#### WORK INSTRUCTIONS:
- a) List every person named in the news report below on the acquittal of a man charged with killing his nephew.
- b) In one to three sentences, explain why the accused was acquitted, according to the news report below on the nephew's death.
- c) Carry on the news report below about the acquittal in the house-fire case from the point where it stops.

#### SELECTED EXTRACT:
A man who was accused of burning his nephew to death has been acquitted after his mother, a key prosecution witness, recanted her evidence.
High Court judge Jesse Njagi noted that the accused’s mother Priscilla Janilav was declared a hostile witness and her testimony consequently rendered valueless.
Francis Adega was charged with killing seven-year-old Afix Keyombe on March 28, 2014 after allegedly setting ablaze the house his nephew was sleeping in.
The witness was the victim’s grandmother, and it is in her house that they were sleeping when it was set on fire.
The court was told that Keyombe was sleeping with his 12-year-old sister in the house.
The court heard that the children used to sleep with their grandmother, where the accused also slept occasionally.
On the material night, Maximilla Kadenyi, mother of the minors, took the children to sleep at 8pm.
They were, however, woken up by noise, only to see her mother-in-law’s house on fire with her children stuck inside.
Kadenyi told the court the door was locked from inside and that the older woman was not inside.
They rescued the children through the window and were taken to Mbale County Referral Hospital.

#### DATASET EXCERPTS:
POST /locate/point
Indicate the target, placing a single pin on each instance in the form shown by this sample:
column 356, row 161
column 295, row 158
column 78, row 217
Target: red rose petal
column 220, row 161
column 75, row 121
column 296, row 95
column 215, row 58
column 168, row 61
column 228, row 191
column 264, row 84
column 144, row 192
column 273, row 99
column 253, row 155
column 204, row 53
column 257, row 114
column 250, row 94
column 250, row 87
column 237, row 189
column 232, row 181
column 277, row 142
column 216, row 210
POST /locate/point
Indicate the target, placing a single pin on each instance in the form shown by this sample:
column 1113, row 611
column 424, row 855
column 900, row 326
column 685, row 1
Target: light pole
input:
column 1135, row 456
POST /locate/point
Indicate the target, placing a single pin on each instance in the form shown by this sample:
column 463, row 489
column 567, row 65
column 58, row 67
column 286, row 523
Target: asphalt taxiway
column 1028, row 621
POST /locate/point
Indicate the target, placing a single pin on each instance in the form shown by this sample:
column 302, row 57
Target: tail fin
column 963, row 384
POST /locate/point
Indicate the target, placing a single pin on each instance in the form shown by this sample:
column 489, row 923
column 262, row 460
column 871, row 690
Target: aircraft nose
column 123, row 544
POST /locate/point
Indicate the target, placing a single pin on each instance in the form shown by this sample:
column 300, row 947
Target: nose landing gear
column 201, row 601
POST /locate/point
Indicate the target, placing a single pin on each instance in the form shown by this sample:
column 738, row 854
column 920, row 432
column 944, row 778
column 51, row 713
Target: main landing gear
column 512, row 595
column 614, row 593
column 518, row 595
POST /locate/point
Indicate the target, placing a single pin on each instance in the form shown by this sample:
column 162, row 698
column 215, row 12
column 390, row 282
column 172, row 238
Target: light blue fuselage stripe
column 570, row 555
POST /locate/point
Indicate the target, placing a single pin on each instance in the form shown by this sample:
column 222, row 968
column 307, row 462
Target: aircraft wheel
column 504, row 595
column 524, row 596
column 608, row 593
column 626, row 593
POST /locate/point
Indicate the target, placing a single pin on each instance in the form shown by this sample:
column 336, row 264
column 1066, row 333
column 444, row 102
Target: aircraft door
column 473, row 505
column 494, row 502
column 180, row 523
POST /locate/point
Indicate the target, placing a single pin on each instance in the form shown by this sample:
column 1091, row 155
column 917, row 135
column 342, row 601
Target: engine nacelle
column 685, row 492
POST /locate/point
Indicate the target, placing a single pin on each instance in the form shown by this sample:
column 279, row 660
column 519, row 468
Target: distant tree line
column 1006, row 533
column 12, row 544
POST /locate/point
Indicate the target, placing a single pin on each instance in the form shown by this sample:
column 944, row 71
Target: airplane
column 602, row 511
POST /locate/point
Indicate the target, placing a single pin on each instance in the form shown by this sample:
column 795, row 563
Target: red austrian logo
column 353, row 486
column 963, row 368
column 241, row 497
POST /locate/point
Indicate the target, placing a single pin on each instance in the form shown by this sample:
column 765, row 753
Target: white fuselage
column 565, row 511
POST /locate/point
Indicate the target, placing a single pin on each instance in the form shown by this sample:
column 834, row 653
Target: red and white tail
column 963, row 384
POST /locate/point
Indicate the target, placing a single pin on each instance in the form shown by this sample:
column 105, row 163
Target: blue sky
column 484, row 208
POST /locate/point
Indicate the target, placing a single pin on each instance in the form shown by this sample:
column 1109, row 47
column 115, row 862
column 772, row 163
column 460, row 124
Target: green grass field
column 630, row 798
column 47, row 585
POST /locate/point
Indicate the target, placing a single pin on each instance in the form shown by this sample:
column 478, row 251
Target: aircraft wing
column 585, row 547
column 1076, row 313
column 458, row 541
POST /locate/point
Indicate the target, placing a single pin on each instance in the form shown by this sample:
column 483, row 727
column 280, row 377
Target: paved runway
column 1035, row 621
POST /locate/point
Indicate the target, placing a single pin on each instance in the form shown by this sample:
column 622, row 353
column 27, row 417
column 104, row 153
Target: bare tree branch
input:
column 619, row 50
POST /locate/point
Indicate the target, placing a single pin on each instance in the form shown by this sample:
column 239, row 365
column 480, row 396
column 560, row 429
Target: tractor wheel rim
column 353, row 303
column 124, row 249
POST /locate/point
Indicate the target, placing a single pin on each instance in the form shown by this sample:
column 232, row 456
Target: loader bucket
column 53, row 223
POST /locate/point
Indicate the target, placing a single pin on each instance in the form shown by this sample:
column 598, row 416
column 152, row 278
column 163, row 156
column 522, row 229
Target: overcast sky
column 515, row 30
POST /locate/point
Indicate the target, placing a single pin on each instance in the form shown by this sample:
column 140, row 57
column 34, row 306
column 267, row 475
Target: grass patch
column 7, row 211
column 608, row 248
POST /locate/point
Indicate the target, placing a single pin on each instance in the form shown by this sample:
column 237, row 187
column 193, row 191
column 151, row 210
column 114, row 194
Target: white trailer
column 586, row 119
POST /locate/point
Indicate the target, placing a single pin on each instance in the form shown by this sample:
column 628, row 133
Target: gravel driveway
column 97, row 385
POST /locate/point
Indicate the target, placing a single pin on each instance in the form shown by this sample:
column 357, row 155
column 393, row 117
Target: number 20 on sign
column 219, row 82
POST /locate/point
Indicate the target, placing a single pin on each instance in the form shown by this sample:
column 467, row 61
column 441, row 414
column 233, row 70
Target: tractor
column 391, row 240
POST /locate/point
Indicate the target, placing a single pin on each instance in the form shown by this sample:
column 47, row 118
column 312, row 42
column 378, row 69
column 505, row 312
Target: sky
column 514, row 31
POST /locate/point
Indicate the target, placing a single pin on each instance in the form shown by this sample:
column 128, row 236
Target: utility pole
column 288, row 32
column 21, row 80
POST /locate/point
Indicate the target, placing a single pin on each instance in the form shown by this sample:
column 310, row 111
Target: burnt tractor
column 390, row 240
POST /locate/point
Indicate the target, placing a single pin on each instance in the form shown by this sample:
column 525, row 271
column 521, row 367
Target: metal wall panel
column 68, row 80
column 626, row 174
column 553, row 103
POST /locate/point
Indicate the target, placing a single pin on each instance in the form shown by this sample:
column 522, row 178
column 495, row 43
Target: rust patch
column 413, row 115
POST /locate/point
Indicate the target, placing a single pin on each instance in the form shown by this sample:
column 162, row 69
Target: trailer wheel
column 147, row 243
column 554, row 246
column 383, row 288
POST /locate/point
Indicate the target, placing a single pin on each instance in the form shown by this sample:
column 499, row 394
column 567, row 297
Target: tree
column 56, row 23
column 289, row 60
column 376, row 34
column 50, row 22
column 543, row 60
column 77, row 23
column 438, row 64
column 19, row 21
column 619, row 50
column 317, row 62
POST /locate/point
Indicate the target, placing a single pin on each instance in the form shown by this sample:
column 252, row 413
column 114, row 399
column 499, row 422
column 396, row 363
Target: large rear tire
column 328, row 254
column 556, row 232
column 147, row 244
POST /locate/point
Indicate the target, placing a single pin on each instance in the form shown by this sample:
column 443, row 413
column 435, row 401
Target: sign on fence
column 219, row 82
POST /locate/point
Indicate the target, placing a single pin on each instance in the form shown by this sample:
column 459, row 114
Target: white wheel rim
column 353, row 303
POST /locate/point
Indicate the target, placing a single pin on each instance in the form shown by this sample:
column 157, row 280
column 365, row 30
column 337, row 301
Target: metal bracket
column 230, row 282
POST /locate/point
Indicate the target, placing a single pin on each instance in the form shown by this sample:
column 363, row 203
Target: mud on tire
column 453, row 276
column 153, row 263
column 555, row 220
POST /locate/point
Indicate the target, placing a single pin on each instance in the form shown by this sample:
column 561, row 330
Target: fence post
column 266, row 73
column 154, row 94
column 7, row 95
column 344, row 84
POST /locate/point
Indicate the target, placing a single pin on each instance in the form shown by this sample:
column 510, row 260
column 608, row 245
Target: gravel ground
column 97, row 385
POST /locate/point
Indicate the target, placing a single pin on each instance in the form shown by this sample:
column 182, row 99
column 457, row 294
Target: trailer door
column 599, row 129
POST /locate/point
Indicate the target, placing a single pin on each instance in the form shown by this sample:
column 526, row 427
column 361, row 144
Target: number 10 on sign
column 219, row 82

#### EXPECTED RESULTS:
- a) Jesse Njagi, Priscilla Janilav, Francis Adega, Afix Keyombe, Maximilla Kadenyi

- b) The accused's mother, a key prosecution witness, recanted her evidence. High Court judge Jesse Njagi noted that she was declared a hostile witness, so her testimony was rendered valueless.

- c)
Keyombe was later taken to Jaramogi Oginga Odinga Teaching and Referral Hospital, where he died after two weeks. His sister sustained serious burns.
Initially, the court heard that Priscilla had recorded a statement with the police stating that she saw Adega come with petrol, pour it in the house and set it ablaze at about 10pm.
However, when she appeared in court, she disowned the said statement, saying she never went to any police station and that the statement produced was not her account.
Senior prosecution counsel Paul Juma applied to have Priscilla declared a hostile witness.
The trial was marred by bizarre incidents, as the parents hurried to bury the boy’s body, which was later exhumed on April 3, 2015, a year after the trial, to facilitate postmortem examination.
The examination’s report released by Kakamega Chief Pathologist Dixon Mchana formed the opinion that the cause of death was burns complications.
Justice Njagi ruled that the prosecution had failed to prove its case beyond reasonable doubt.
He said the witness should be treated as a key suspect to explain how she escaped from the burning house, yet it was locked from inside.